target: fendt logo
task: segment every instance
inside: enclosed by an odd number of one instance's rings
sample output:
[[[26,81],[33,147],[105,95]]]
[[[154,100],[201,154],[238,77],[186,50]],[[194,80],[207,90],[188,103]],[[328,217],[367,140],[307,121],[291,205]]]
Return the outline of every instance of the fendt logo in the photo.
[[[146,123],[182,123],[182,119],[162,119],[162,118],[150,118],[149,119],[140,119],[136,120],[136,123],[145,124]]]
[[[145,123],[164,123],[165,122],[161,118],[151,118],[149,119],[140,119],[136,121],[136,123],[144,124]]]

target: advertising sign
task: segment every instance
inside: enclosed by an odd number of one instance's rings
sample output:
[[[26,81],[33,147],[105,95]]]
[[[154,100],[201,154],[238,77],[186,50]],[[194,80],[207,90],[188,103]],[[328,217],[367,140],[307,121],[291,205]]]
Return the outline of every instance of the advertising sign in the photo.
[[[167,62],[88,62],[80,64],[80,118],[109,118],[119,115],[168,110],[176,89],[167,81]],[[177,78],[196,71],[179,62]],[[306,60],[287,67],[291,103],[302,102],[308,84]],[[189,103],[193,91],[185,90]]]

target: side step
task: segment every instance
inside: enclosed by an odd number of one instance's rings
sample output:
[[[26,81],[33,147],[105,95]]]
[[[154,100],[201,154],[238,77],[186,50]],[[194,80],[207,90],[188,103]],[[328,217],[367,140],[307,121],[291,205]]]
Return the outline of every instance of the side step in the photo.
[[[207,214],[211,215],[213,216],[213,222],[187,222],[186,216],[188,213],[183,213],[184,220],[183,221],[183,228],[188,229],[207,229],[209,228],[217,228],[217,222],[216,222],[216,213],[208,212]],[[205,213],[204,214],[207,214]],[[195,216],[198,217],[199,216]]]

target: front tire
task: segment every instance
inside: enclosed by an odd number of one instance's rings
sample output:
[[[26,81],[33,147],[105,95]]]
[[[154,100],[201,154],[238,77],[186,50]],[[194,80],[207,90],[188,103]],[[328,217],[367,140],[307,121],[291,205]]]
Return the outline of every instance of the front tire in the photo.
○ ○ ○ ○ ○ ○ ○
• What you need to do:
Can you write out everything from the start of the rows down to the line containing "Return the outline of every instance of the fendt" again, switching "rings" to "loops" and keeping the rest unchanged?

• Answer in full:
target: fendt logo
task: segment every instance
inside: enclosed by an odd number of one instance's loops
sample output:
[[[26,81],[33,147],[105,95]]]
[[[154,100],[201,154],[238,77],[186,50]],[[194,80],[207,90],[188,103]],[[328,217],[367,140],[307,121],[291,205]]]
Return the outline of every instance of the fendt logo in the photo.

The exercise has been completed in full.